- Work task
Work out how many lines in this listing hold the word "left", and give the number with nothing added.

- Data records
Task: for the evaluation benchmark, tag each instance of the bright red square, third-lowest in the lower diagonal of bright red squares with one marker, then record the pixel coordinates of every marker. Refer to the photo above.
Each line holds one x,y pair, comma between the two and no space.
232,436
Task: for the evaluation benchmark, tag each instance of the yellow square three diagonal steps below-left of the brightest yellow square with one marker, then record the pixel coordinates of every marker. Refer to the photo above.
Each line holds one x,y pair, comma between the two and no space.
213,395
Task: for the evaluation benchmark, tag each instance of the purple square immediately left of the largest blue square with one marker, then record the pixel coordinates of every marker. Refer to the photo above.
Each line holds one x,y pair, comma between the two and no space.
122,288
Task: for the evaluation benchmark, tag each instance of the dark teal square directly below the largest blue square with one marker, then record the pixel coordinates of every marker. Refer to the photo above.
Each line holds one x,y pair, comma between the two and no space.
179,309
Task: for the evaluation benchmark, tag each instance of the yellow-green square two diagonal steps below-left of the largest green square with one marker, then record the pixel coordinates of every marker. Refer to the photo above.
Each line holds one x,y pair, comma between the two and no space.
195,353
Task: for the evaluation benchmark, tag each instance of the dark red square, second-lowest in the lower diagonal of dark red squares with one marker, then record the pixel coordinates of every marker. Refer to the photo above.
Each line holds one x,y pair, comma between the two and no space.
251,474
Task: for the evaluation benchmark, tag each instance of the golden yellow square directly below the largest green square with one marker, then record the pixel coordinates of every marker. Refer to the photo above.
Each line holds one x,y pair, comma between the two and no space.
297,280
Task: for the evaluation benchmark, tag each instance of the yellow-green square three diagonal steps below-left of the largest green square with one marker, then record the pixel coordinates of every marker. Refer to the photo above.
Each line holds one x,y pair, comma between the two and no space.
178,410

- Answer space
4